> WHAT IS REQUIRED
All material below is to be reproduced exactly.

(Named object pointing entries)
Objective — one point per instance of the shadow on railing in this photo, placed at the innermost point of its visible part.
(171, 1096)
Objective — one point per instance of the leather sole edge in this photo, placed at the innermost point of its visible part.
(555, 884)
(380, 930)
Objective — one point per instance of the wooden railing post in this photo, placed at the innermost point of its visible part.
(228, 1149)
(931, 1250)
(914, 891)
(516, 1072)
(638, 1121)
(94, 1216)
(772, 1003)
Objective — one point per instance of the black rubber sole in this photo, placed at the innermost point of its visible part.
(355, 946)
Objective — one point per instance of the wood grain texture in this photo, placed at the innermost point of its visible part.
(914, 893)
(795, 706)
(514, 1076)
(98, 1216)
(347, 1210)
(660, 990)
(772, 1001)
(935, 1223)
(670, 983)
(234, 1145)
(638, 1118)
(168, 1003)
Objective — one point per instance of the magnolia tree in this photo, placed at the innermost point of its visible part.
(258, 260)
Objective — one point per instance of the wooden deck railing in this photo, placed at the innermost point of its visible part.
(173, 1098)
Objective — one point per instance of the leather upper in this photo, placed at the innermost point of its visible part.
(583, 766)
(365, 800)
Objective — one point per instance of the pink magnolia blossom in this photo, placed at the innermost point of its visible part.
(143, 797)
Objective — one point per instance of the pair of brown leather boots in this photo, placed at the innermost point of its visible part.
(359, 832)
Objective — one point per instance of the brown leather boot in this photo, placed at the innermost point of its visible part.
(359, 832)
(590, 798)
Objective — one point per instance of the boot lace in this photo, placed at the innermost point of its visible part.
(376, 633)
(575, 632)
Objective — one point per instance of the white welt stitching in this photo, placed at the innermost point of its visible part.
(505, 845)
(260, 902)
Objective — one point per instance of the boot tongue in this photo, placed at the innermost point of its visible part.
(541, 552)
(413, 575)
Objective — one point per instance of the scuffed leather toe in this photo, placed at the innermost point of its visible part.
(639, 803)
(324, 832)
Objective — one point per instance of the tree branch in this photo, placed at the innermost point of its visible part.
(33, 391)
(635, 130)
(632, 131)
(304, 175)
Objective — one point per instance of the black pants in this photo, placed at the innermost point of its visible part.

> WRITTEN REPLY
Objective — one point per instance of the shadow on railing in this photo, placed at the innermost point of its visible part.
(171, 1096)
Objective — one point per instance of the leather sole edge in this photo, placed at the innermost point of its visible part.
(555, 884)
(380, 930)
Objective — one point per instance of the wooden railing post in this photo, placed at the innermost point of its visible part.
(228, 1149)
(931, 1250)
(914, 891)
(516, 1072)
(638, 1121)
(94, 1216)
(772, 1003)
Objective — one point per instance of the black rubber sole in this photo, placed at the innermost point of its visible part.
(355, 946)
Objective — one point per instance of the wood grain texture in this photo, placed at the innermost point of its visible part.
(914, 893)
(795, 706)
(514, 1076)
(98, 1216)
(347, 1210)
(660, 990)
(772, 1001)
(935, 1223)
(670, 983)
(234, 1145)
(638, 1118)
(168, 1003)
Objective — one point per instance of the magnolia tree in this photo, placed at the innermost point of its visible part.
(258, 260)
Objective — one point per instance of the wooden deck railing in this photo, placed at the innermost point of its visible part.
(173, 1098)
Objective — one point per instance of the leather upper in this photo, placed at the innermost point of its visible part.
(583, 766)
(365, 800)
Objective — one point per instance of the pink magnolia blossom in this photo, placed at the innermost point of its visible part.
(143, 797)
Objective — one point per instance of the pair of brown leather boots in this photo, placed at the innermost point of its visible part.
(359, 832)
Objective — one point per instance of the brown leather boot in this photo, placed at the innermost point of its visible part.
(359, 832)
(590, 798)
Objective — one point per instance of the boot lace in this photo, placed at the innermost point of its visible part.
(376, 633)
(575, 632)
Objective — one point per instance of the white welt stitching in this photo, placed at the innermost point of its visible part.
(505, 845)
(260, 902)
Objective — one point per instance of the boot tongue in this photo, placed at the innermost point of its visible part.
(541, 552)
(413, 575)
Objective — one point per instance of the scuffed leather toe in this photo, placed at the innermost point of its visible part.
(639, 803)
(324, 832)
Objective — one point per instance of the tree branch in this photo, placed at the innermost point of its visible part.
(33, 391)
(635, 130)
(632, 131)
(304, 175)
Objective — one point per instance of the black pants in this photo, placed at the innermost point of its visible part.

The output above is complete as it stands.